> **Source text**:
..........

The pandemic spurred growth in nonprofessional investing, drawing in new stock market investors and brokerages.
Many of these investors have in common the desire to make money. Duration is a factor that separates them.
Those looking for fast riches – who may have also fueled a massive increase in account openings during the early 2021 so-called meme stock craze – often have small balances and usually do not stick around.
Longer-term investors, on the other hand, or those looking for ways to grow their wealth over longer time horizons, are the stickiest and best customers to work with.
With that being said, as the world goes back to work, those newer brokerages, some of which are publicly listed, are now struggling with growth.
Unlike many of its competitors, however, Stake, an Australian-based brokerage founded in 2017, is still growing according to the firm’s senior product manager, Alexander Robertson.
“There’s been a lot of new entrants into the market; there are a lot of people coming in and trading at high frequencies and with low trading balances,” Robertson says. “The customer type we’re really aiming at is the higher-value, longer-term investors who are genuinely interested in their financial wealth.”
To learn more about how Stake is staying true to this higher-value customer base, and what it means for the company’s future, read on.
Growth During Pandemic, Meme-Mania: With the rise of zero commission trading, there was a feverish sentiment around the democratization of financial markets.
Participants flocked to open accounts at brokers who not only made trading cheap but also fun; advances in market structure and technology made it possible for investors to interact with their finances in ways they could only dream of decades ago.
Riding this wave is Stake, a digital brokerage platform for investors in the U.K., New Zealand, Australia, and Brazil.
The fast-expanding brokerage has two core offerings: Stake AUS and Stake Wall St.
“We’re staking our claim in the Australian market as a major player,” Robertson said. “We’re continually innovating and creating competitive differentiation.”
At present, access to U.S. markets costs nothing. To trade Australia’s market, however, costs $3 per trade. That has a lot to do with market structure and the differing regulatory regimes.
The broker realized significant growth after the onset of the pandemic, and through the January and February 2021 meme stock spectacle.
“We had a huge explosion in account onboarding,” Robertson said. He noted that the influx of customers was driven by the company’s technology upgrades and premium offerings like Stake Black.
“We’re really just looking to be the best in Australia, and we’re focused on creating true product value for our customers and building a strong brand on that,” he added.
Also Read: How Fintech Soon Lets You Protect Your Cash Flow And Better Spend Investment Gains
Visions, Aspirations Going Forward: According to Robertson, Australia is one of the highest value markets in the world.
“It’s an incredibly wealthy population that’s outward-looking. They’re looking for opportunities not just within Australia, but overseas more than most,” he said.
With that in mind, the total addressable market is much less than that of the U.S., sitting somewhere between five and eight million investors. As a result, to grow, Stake is set on taking market share from incumbents that make up Australia’s traditionally very consolidated financial ecosystem.
"It’s an incredibly monopolized financial system. All of these banks have investment arms and … make up 65% of the Australian investment market share." Robertson said. "We’re focused on that because that’s where the real value is."
In capturing that share, initiatives include a massive referral program that basically rids investors of their commissions, as well as additions of trade technologies and homogenizing experiences.
"It’s going to be a wild ride over the next six to eight months," he said. "We’re going to learn an incredible amount and that’s ultimately going to make us stronger and really define what we do in the next three to five years."

..........

> **Raw data**:
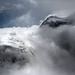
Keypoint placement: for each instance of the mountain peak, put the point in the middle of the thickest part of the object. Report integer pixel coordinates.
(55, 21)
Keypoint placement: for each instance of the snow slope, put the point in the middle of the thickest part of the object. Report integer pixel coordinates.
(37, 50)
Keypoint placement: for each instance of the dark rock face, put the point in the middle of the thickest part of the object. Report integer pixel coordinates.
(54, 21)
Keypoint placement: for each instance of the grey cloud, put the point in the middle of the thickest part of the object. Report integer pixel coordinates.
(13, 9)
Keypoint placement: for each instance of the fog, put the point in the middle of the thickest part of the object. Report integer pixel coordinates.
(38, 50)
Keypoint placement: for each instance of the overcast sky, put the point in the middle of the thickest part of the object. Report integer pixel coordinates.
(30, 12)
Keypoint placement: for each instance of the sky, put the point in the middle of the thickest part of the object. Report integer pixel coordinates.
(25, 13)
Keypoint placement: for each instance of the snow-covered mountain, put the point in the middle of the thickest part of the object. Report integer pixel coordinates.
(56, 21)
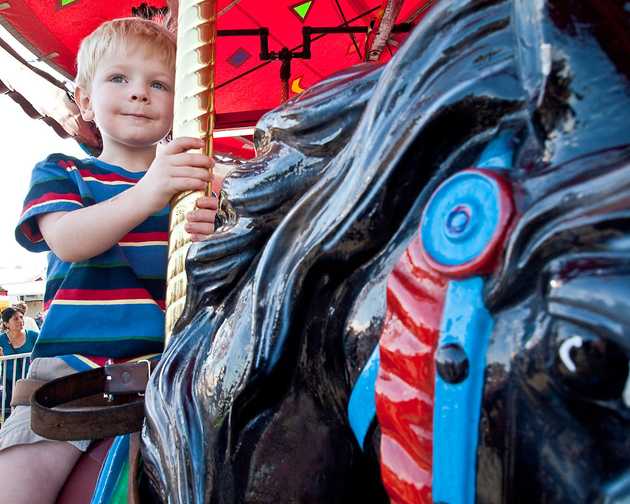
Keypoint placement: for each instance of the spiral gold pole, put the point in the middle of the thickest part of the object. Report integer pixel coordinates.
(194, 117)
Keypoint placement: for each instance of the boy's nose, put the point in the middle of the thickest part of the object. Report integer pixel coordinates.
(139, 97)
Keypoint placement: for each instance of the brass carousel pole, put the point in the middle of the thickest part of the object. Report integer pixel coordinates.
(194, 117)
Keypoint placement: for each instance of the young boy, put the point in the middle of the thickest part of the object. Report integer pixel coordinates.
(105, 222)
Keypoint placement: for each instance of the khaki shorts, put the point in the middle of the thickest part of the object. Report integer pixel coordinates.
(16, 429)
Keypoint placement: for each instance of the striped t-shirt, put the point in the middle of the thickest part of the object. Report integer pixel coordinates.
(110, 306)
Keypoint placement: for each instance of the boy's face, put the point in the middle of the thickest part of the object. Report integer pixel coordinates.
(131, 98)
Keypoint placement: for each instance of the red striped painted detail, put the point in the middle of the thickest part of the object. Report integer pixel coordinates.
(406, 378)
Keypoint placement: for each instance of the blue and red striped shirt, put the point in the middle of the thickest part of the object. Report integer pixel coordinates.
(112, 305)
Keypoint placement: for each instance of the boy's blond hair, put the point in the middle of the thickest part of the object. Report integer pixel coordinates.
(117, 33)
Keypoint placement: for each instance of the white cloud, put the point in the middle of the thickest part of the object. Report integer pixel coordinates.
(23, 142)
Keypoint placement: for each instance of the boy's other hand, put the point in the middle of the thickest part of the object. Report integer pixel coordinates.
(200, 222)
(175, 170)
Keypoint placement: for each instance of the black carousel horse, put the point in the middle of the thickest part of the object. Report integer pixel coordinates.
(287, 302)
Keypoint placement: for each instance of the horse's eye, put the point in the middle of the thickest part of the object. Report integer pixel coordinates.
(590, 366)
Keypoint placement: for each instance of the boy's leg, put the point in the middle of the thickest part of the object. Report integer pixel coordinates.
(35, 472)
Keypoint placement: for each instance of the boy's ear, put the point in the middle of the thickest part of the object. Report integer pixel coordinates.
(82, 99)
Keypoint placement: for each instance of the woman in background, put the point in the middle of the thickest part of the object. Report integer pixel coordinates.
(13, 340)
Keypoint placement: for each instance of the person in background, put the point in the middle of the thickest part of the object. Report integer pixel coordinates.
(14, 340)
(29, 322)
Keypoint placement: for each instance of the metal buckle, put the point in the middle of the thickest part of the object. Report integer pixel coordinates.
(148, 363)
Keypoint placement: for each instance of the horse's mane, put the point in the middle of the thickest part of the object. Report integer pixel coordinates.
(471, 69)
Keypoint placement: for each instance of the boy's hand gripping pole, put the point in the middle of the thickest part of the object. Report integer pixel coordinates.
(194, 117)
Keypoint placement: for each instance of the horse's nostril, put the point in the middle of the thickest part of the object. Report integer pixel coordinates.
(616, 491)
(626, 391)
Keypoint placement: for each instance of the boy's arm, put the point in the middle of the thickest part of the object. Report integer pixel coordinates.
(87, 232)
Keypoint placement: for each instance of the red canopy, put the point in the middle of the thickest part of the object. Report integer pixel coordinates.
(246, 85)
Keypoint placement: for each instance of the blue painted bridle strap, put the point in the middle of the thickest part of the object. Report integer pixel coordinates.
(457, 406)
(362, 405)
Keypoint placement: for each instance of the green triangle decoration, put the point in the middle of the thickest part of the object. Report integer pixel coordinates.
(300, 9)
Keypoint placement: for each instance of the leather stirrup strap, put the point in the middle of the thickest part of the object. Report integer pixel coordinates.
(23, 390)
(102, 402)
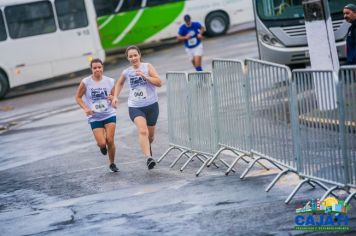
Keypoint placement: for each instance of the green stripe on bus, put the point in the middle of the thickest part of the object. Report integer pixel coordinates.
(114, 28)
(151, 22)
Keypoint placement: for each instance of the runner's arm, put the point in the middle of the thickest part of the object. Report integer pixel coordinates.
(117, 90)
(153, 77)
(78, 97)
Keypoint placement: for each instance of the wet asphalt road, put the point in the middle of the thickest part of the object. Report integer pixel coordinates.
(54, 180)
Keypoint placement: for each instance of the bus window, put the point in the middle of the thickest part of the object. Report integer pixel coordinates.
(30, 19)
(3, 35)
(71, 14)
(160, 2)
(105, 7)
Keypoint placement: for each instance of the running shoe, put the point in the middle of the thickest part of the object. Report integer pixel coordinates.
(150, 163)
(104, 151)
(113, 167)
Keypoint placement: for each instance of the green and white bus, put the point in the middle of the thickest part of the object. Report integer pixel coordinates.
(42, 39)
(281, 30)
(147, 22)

..........

> **What the exercise asks**: What does the article on the Stake brokerage give as the cost of trading Australia's market?

> **Reply to the task**: $3 per trade.